Point labeling examples:
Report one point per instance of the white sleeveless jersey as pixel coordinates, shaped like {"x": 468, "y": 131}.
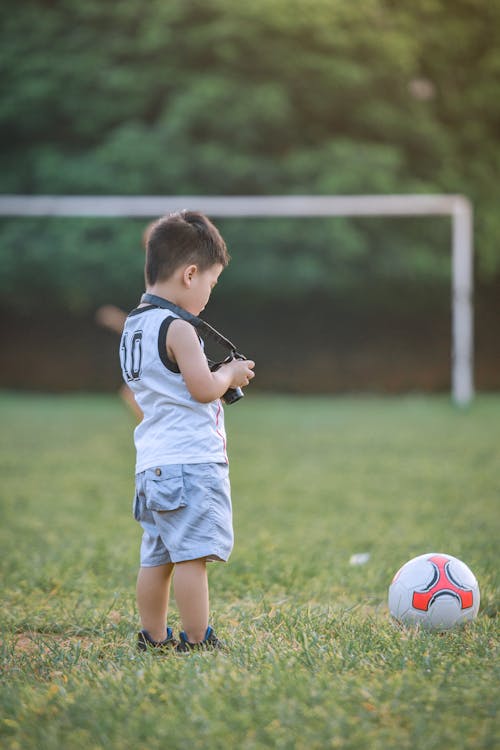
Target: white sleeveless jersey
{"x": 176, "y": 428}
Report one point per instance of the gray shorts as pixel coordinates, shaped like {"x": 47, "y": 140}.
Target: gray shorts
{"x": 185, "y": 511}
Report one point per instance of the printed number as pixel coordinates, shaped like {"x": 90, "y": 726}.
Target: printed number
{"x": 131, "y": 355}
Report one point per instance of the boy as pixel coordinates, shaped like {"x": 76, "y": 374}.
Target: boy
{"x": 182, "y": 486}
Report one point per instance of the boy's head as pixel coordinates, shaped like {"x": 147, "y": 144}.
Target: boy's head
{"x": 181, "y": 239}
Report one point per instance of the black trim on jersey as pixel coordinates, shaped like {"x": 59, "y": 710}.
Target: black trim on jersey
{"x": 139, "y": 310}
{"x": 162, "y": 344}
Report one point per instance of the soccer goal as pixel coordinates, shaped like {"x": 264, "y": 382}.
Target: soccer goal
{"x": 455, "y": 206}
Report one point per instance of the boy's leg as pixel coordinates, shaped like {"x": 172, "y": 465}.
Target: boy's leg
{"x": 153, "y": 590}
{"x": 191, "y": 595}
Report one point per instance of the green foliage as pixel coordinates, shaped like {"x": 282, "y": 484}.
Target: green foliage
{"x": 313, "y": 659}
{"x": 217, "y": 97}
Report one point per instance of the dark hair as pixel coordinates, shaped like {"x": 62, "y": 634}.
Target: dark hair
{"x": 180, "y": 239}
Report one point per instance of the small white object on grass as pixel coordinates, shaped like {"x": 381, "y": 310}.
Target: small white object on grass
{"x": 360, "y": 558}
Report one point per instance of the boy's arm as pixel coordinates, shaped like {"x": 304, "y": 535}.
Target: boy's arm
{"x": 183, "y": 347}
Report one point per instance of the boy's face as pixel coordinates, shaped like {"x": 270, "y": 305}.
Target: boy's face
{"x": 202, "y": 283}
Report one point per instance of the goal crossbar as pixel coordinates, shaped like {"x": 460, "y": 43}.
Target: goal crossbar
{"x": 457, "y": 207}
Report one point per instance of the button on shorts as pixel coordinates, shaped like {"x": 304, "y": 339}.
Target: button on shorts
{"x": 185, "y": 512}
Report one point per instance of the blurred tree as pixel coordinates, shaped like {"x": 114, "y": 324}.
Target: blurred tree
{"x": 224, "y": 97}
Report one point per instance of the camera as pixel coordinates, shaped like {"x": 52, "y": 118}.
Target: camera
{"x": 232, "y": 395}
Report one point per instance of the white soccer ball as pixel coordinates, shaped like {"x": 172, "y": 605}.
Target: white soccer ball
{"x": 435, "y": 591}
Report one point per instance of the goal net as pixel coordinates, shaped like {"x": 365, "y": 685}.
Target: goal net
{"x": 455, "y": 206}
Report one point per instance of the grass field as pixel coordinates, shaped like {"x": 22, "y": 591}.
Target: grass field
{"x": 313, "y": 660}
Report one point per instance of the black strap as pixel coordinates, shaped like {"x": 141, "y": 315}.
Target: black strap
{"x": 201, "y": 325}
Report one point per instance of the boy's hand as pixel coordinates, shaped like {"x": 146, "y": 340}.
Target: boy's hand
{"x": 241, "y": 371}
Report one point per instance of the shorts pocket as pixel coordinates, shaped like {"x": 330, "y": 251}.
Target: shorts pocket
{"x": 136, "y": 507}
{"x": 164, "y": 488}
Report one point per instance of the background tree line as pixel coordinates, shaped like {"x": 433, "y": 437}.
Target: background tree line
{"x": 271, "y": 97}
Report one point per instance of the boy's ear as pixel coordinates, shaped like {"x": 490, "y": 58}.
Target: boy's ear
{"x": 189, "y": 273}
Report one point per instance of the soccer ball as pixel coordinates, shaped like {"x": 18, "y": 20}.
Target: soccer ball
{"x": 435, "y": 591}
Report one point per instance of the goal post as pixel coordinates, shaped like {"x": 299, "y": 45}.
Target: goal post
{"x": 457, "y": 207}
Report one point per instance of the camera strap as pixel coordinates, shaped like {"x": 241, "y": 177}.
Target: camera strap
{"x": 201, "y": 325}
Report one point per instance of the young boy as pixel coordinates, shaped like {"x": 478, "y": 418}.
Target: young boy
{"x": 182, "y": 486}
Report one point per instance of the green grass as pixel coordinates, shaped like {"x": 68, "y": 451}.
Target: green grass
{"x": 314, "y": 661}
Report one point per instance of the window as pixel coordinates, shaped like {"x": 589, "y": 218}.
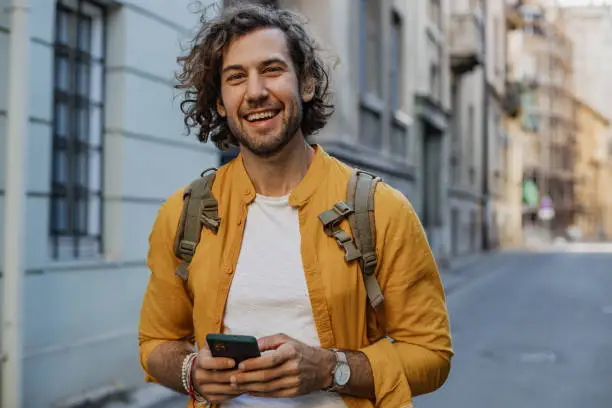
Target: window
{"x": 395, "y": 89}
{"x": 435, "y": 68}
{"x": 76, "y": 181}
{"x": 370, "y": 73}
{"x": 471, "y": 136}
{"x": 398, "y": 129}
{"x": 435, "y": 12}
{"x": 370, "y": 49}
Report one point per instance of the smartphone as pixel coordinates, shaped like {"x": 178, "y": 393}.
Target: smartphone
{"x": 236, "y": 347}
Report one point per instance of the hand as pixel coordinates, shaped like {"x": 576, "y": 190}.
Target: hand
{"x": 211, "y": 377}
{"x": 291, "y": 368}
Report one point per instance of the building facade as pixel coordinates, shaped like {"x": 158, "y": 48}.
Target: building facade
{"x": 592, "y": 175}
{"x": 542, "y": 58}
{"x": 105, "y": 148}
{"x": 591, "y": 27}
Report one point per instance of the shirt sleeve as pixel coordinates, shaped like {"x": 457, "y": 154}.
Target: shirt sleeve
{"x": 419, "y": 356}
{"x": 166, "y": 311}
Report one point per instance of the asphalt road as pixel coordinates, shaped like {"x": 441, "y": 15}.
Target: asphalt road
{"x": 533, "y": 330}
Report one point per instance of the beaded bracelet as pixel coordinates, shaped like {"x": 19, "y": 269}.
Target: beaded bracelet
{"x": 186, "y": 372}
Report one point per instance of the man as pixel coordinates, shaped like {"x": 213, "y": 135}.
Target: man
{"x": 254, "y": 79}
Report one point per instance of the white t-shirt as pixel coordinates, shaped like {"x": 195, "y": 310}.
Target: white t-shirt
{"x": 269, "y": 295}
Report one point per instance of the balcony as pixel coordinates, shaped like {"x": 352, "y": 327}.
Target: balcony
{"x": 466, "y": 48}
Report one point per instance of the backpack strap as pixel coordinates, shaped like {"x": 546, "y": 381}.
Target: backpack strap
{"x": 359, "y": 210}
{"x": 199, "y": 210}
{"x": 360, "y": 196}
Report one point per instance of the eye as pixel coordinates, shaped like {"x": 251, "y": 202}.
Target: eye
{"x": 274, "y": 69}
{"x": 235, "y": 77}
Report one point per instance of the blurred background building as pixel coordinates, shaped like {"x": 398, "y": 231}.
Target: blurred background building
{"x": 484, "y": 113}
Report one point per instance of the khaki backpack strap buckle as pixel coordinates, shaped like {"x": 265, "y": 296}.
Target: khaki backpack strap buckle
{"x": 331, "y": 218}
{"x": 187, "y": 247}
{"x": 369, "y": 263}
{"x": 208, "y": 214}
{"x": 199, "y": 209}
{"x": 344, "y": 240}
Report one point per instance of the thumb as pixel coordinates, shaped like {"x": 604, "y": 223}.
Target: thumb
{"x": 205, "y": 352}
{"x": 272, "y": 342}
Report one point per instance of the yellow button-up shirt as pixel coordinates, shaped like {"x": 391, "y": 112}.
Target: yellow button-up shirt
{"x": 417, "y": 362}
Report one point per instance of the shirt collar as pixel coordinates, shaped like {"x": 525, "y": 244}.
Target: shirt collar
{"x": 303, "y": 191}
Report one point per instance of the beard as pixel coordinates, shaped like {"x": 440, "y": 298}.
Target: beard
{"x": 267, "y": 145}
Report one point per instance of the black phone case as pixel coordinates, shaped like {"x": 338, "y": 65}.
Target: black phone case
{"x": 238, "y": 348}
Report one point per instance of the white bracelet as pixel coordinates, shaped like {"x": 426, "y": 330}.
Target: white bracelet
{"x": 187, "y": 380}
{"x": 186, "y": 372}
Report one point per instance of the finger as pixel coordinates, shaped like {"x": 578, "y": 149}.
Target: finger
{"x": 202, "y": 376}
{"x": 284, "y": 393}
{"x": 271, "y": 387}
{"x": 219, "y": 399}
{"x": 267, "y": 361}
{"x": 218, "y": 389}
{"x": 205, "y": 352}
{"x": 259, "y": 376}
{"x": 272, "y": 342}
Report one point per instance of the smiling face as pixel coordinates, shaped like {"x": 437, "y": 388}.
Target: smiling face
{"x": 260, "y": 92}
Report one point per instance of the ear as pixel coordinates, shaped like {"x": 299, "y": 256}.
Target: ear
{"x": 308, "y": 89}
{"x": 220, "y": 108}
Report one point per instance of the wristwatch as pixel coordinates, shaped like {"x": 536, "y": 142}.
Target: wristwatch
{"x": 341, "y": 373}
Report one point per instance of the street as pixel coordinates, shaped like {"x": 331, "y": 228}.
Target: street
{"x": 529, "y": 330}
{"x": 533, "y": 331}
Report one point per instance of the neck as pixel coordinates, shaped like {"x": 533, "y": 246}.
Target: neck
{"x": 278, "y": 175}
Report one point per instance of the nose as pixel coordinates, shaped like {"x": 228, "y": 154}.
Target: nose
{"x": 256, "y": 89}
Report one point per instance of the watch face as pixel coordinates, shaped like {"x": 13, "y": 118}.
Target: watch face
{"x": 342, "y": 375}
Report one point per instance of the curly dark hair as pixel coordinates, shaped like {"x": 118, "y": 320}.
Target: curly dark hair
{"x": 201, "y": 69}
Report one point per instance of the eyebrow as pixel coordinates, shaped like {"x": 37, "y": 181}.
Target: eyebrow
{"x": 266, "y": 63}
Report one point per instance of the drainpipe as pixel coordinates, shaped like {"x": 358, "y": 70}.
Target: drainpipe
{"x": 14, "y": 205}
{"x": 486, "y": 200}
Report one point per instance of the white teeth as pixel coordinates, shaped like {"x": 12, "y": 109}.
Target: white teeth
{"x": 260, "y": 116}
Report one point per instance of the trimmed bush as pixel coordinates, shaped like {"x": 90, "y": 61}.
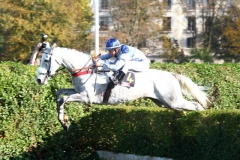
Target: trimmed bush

What to produce:
All lines from the one containing "Report one point per instance of the watch" through the end of the entries, both ends included, should be written out exactly, with no pictures.

Output of the exercise:
Report one point per instance of the watch face as pixel coordinates, shaped like {"x": 13, "y": 118}.
Target: watch face
{"x": 342, "y": 375}
Report one point per instance of the curly dark hair as pixel coordinates, shaped like {"x": 118, "y": 320}.
Target: curly dark hair
{"x": 201, "y": 69}
Report one point per instance of the eyebrow as pixel coordinates, shaped like {"x": 37, "y": 181}.
Target: eyebrow
{"x": 266, "y": 63}
Report one point per instance of the drainpipe as pixel coordinates, shaped like {"x": 358, "y": 70}.
Target: drainpipe
{"x": 14, "y": 205}
{"x": 486, "y": 200}
Report one point per instance of the white teeth as pixel coordinates, shaped like {"x": 12, "y": 109}.
Target: white teeth
{"x": 260, "y": 116}
Report one point per instance of the trimmed bush as pixel coordinates, shaped like {"x": 90, "y": 61}.
Target: trimmed bush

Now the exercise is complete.